==== LINHAS DE DADOS ====

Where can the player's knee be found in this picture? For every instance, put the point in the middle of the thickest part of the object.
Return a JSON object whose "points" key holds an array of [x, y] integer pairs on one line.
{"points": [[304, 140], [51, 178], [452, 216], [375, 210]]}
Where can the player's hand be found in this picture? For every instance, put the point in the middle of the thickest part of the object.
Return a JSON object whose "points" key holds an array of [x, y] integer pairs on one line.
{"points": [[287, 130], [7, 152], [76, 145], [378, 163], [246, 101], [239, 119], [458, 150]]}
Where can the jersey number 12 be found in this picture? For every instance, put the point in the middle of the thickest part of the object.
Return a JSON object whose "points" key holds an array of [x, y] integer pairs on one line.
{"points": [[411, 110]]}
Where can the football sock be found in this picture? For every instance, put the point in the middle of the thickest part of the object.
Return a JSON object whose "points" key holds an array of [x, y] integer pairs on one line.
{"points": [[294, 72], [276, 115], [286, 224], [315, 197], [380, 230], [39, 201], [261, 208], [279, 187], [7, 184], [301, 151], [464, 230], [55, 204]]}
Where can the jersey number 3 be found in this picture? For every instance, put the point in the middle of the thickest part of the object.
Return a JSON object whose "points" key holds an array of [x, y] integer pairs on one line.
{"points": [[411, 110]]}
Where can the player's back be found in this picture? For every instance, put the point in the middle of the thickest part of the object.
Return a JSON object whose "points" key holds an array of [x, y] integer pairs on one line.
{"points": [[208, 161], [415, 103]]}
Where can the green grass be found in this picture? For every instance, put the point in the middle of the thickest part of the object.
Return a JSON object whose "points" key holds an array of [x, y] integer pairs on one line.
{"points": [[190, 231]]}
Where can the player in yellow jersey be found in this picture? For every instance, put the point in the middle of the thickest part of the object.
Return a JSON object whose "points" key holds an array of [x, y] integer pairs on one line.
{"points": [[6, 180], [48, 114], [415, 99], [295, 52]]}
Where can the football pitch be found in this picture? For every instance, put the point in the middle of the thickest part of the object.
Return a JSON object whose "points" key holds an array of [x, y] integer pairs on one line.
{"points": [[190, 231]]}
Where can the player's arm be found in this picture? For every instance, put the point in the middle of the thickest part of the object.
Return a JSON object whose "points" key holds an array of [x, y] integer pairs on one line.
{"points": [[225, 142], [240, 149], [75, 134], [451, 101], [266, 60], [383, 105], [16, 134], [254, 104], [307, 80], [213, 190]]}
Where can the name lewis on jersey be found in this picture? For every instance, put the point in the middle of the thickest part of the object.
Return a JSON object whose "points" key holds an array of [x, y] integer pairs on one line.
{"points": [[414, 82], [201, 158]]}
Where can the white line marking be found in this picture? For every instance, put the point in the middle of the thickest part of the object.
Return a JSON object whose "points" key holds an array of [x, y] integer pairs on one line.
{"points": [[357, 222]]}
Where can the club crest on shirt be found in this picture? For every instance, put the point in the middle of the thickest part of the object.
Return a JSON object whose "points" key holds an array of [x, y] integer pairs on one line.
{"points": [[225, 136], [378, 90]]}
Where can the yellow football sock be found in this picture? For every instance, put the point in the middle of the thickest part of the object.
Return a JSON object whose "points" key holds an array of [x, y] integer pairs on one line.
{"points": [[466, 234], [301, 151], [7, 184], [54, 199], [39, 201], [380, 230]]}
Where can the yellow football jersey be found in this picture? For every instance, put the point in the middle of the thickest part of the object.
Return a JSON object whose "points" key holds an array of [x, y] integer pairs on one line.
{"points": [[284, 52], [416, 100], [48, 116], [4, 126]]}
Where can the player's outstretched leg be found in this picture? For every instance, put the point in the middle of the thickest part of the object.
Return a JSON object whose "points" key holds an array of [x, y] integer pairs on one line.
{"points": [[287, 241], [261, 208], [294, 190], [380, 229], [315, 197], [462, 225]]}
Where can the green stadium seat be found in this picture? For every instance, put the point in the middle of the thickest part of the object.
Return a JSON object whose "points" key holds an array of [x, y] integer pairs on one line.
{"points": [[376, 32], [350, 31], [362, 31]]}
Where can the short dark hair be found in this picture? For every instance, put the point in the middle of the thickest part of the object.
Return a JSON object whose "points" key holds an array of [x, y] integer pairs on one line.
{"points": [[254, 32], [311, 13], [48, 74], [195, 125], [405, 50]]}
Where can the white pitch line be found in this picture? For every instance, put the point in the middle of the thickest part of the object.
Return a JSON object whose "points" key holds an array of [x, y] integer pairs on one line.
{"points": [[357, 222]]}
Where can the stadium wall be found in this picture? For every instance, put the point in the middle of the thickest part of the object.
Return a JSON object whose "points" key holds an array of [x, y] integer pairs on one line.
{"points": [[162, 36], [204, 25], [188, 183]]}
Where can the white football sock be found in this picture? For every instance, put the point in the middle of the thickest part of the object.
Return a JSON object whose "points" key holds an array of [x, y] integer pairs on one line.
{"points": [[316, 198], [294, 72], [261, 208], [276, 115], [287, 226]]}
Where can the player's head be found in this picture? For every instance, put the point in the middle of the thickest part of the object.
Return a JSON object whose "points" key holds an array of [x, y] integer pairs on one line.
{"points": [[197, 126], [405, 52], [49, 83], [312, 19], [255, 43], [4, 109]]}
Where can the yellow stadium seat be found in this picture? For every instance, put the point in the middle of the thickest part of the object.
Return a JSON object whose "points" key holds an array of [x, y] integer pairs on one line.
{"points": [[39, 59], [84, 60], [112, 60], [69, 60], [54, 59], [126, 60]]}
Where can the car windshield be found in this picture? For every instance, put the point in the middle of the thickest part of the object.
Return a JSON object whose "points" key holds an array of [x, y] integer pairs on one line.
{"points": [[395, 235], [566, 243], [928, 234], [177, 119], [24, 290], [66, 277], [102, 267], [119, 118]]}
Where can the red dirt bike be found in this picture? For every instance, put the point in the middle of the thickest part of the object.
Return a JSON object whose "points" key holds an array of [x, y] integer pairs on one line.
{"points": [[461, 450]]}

====

• [A TAREFA]:
Converta todas as linhas acima em um CSV de duas colunas, entrada e saida, com o texto de cada linha em entrada e a respectiva resposta em saida. Coloque cada campo entre aspas e substitua as quebras de linha por espaços.

• [RESPOSTA CORRETA]:
entrada,saida
"Where can the player's knee be found in this picture? For every instance, put the point in the middle of the thickest part of the object. Return a JSON object whose ""points"" key holds an array of [x, y] integer pairs on one line.","{""points"": [[304, 140], [51, 178], [452, 216], [375, 210]]}"
"Where can the player's hand be found in this picture? For every instance, put the point in the middle of the thickest part of the object. Return a JSON object whose ""points"" key holds an array of [x, y] integer pairs on one line.","{""points"": [[287, 130], [7, 152], [76, 145], [378, 163], [246, 101], [239, 119], [458, 150]]}"
"Where can the jersey number 12 be found in this picture? For every instance, put the point in the middle of the thickest part of the object. Return a JSON object whose ""points"" key holds an array of [x, y] integer pairs on one line.","{""points"": [[411, 110]]}"
"Where can the football sock be found in this picture? For every instance, put the point in the middle of the thickest part of the object. Return a JSON object whose ""points"" key holds an array of [x, y] integer pairs on one line.","{""points"": [[294, 72], [276, 115], [286, 224], [315, 197], [380, 230], [39, 201], [261, 208], [279, 187], [7, 184], [301, 151], [464, 230], [55, 204]]}"
"Where can the jersey number 3 be found in this picture? For every instance, put the point in the middle of the thickest part of the object. Return a JSON object whose ""points"" key holds an array of [x, y] integer pairs on one line.","{""points"": [[411, 110]]}"
"Where can the player's back be found in this picture? For every instance, put the point in the middle of the thickest part of the object. Return a JSON object whose ""points"" key holds an array of [x, y] integer pairs on one line.","{""points"": [[208, 161], [415, 103]]}"
"Where can the green grass be found in this picture? For every instance, put the point in the middle of the thickest part of the object. Return a JSON object whose ""points"" key holds an array of [x, y] integer pairs on one line.","{""points"": [[190, 231]]}"
"Where can the player in yellow jersey be found in this picture? For every instance, put the point in the middle of the thickest part of the object. Return a JSON object whose ""points"" key holds an array of [x, y] integer pairs on one line.","{""points"": [[6, 180], [48, 114], [415, 99], [295, 52]]}"
"Where can the football pitch be found in this picture? For every instance, put the point in the middle of the thickest part of the object. Return a JSON object whose ""points"" key holds an array of [x, y] integer pairs on one line.","{""points"": [[190, 231]]}"
"Where can the player's arm be found in this picture? For every instance, put the point in the middle of the thickest part of the object. Return a JSON object whose ""points"" key holds an array of [x, y] integer pairs on one line.","{""points"": [[225, 142], [240, 149], [75, 134], [451, 101], [266, 60], [383, 105], [16, 134], [254, 104], [307, 80], [213, 190]]}"
"Where can the name lewis on jersey be found in this picture? For every instance, put the point in the middle of the thickest part of the object. Return a JSON object whose ""points"" key holds an array of [x, y] integer pairs on one line.","{""points"": [[414, 82], [201, 158]]}"
"Where can the white line marking be found in this picture? For every instance, put the point in the middle of the thickest part of the object. Return a JSON object whose ""points"" key holds an array of [x, y] integer pairs on one line.","{""points"": [[357, 222]]}"
"Where can the club crest on shirt be found in this picture? For every instance, put the point in the middle of the thickest part of the object. Return a JSON object whose ""points"" key holds an array of [x, y] integer pairs on one line.","{""points"": [[225, 136], [378, 90]]}"
"Where can the yellow football sock be found in this picture? For every instance, put the point in the middle of the thickest part of the object. Return a JSON object whose ""points"" key holds an array of [x, y] integer pairs on one line.","{""points"": [[466, 234], [301, 151], [7, 184], [54, 199], [39, 201], [380, 230]]}"
"Where can the yellow football jersey be found in this picture? For every instance, put the point in the middle of the thickest part of the object. Return a JSON object whose ""points"" key holds an array of [x, y] integer pairs on one line.","{""points"": [[284, 52], [416, 100], [48, 116], [4, 126]]}"
"Where can the player's outstretched leg be found in this picture? For every instance, put the point in the middle of the thickest part of the object. Return a JSON object whose ""points"" key holds an array of [x, y] integer pairs on one line.","{""points"": [[287, 241], [261, 208], [294, 190], [380, 229], [315, 197], [462, 225]]}"
"Where can the green stadium seat be found in this picture? For every instance, put the point in the middle of the thickest part of the object. Return a JSON object whose ""points"" key holds an array of [x, y] integer pairs on one line.","{""points"": [[376, 32], [350, 31], [362, 31]]}"
"Where can the short dark hair be found in this picture? For every instance, put the point in the middle of the thickest part of the object. Return a JSON object whose ""points"" key holds an array of [x, y] integer pairs on one line.","{""points"": [[254, 32], [311, 13], [48, 74], [195, 125], [405, 50]]}"
"Where can the white pitch line be found in this picture? For every instance, put the point in the middle of the thickest part of the object. Return a JSON object whose ""points"" key holds an array of [x, y] integer pairs on one line.","{""points"": [[357, 222]]}"
"Where can the stadium wall be found in this picture? For every instance, put the point in the middle of the thickest part of the object. Return a JSON object whose ""points"" key holds an array of [x, y] integer pairs on one line.","{""points"": [[162, 36], [204, 25], [188, 183]]}"
"Where can the white football sock be found in this picture? For every instance, put the point in the middle of the thickest part of the object. Return a JSON object whose ""points"" key holds an array of [x, y] integer pairs on one line.","{""points"": [[316, 198], [294, 72], [261, 208], [276, 115], [287, 226]]}"
"Where can the player's head be found in this picture? For every instance, put the point in the middle of the thickest part of the object. Return a JSON object whose ""points"" key holds an array of [x, y] integer pairs on one line.","{""points"": [[197, 126], [405, 52], [49, 83], [312, 19], [255, 43], [4, 109]]}"
"Where can the yellow stadium seat be found in this picture? For every instance, put the point in the middle of the thickest part of the object. Return a JSON object whose ""points"" key holds an array of [x, y] integer pairs on one line.","{""points"": [[39, 59], [84, 60], [112, 60], [69, 60], [54, 59], [126, 60]]}"
"Where can the car windshield be found in this picture? For every instance, put the point in the middle of the thickest part of the object. Return a JSON object whose ""points"" key holds an array of [x, y] integer pairs on one line.","{""points"": [[395, 235], [566, 243], [928, 234], [177, 119], [24, 290], [66, 277], [102, 267], [119, 118]]}"
"Where can the red dirt bike be found in this picture? For every instance, put the point in the middle of the thickest part of the object. Return a JSON object whose ""points"" key holds an array of [x, y] integer pairs on one line.","{""points"": [[461, 450]]}"